## Selected text
My mother’s father, Dr. Jose R. Palomo, was born on the island of Guam in 1898, before the island was ceded by the Spanish to the United States as part of the spoils of the Spanish-American War. When he was 14, he was sent to Manila for more education than what was available on Guam. (You remember 1912 — that was the year the Titanic went down.)
He went to school at the Liceo de Manila, and in his memoir, Recollections of Olden Days, he described how the school had no organized athletics, but rather all able students were encouraged to join the Batallón del Liceo de Manila, a “quasi-military activity”. They got snappy uniforms (see the photo of him above) and learned to march and drill with dummy rifles.
When he graduated from the Liceo, he took a steamer to San Francisco and a train across the US, and eventually arrived in Pittsburgh in September of 1918. He applied in person at Carnegie Tech to study engineering. At that time, Carnegie had been taken over by the US Army authorities in order to train engineers for the Army.

## Collected data
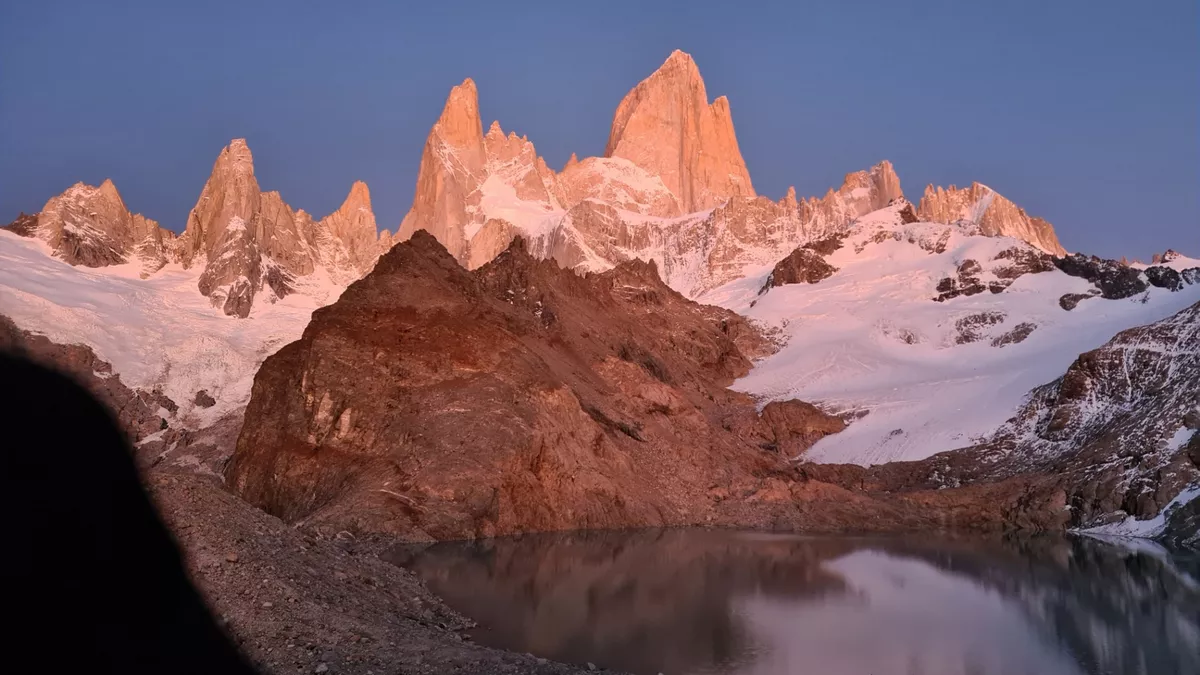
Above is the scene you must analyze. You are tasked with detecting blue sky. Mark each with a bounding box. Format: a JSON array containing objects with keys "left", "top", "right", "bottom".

## Tasks
(a) Reproduce the passage on Jose R. Palomo from "When he graduated" to "for the Army.".
(b) List every year mentioned in the passage on Jose R. Palomo.

## Written responses
(a)
When he graduated from the Liceo, he took a steamer to San Francisco and a train across the US, and eventually arrived in Pittsburgh in September of 1918. He applied in person at Carnegie Tech to study engineering. At that time, Carnegie had been taken over by the US Army authorities in order to train engineers for the Army.

(b) 1898, 1912, 1918